## What is needed
Reproduce word for word the rows below, from the line containing "the front bumper?" through the last line of the rows. Leave the pictures out of your copy.

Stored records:
——

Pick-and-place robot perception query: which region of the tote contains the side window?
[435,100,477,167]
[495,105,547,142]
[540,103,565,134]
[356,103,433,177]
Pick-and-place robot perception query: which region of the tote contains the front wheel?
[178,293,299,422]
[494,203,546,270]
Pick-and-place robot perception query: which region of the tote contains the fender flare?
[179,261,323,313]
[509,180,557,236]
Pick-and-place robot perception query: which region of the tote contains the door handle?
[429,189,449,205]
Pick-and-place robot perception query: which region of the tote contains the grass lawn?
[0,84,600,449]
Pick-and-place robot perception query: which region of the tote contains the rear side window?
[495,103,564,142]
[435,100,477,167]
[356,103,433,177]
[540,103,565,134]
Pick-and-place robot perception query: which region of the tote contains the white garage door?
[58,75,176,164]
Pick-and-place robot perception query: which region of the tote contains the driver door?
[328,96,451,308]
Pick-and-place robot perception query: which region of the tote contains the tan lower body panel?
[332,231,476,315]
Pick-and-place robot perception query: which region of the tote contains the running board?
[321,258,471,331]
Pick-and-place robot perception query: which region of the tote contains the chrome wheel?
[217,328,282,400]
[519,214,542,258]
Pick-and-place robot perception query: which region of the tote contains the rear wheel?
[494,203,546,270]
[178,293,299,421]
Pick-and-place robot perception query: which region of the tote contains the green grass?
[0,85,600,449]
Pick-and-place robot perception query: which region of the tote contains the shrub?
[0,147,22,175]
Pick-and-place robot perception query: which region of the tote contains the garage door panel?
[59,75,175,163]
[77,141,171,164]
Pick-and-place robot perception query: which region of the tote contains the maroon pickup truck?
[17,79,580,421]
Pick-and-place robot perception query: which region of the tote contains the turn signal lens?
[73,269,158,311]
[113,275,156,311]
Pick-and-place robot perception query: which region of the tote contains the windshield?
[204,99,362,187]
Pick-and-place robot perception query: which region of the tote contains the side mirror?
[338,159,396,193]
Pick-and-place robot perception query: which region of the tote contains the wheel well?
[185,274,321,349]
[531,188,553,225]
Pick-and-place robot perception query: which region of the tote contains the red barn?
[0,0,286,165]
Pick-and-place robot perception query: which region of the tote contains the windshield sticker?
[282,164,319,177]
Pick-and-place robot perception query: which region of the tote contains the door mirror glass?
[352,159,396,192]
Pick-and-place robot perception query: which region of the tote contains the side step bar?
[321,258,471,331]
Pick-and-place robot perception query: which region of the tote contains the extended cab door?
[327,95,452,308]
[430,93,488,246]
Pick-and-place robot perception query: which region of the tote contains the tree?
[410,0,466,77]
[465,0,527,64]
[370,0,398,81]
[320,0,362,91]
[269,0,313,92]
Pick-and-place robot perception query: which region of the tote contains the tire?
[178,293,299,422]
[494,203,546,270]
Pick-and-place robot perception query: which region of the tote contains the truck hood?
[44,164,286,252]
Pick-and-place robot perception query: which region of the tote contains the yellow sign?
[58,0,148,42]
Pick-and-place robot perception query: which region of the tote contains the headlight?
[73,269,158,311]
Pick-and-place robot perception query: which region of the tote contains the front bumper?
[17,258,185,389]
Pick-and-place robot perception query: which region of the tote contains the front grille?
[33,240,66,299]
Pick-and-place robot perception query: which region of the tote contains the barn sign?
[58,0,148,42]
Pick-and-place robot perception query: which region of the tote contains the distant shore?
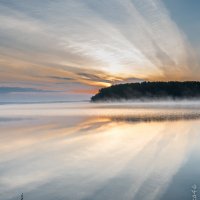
[91,81,200,102]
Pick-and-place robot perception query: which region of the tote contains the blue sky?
[0,0,200,101]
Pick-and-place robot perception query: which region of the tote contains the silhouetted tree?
[91,81,200,102]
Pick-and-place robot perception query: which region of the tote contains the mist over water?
[0,101,200,200]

——

## Solution below
Pick-and-place robot perception query: which region of the tote contains the front bumper?
[17,258,185,389]
Pick-and-place robot perception query: which region of the tote contains the front grille?
[33,240,66,299]
Pick-and-place robot perception query: which region of the tote contains the barn sign?
[58,0,148,42]
Pick-and-place robot perception query: which region of the tote contains the distant shore?
[91,81,200,102]
Pick-and-place robot perception query: which region of the tote contains the blue sky?
[0,0,200,101]
Pick-and-place robot perception query: which region of the tote contains the silhouetted tree?
[91,81,200,102]
Pick-and-place robot perception query: which region of the tote contains the mist over water?
[0,101,200,200]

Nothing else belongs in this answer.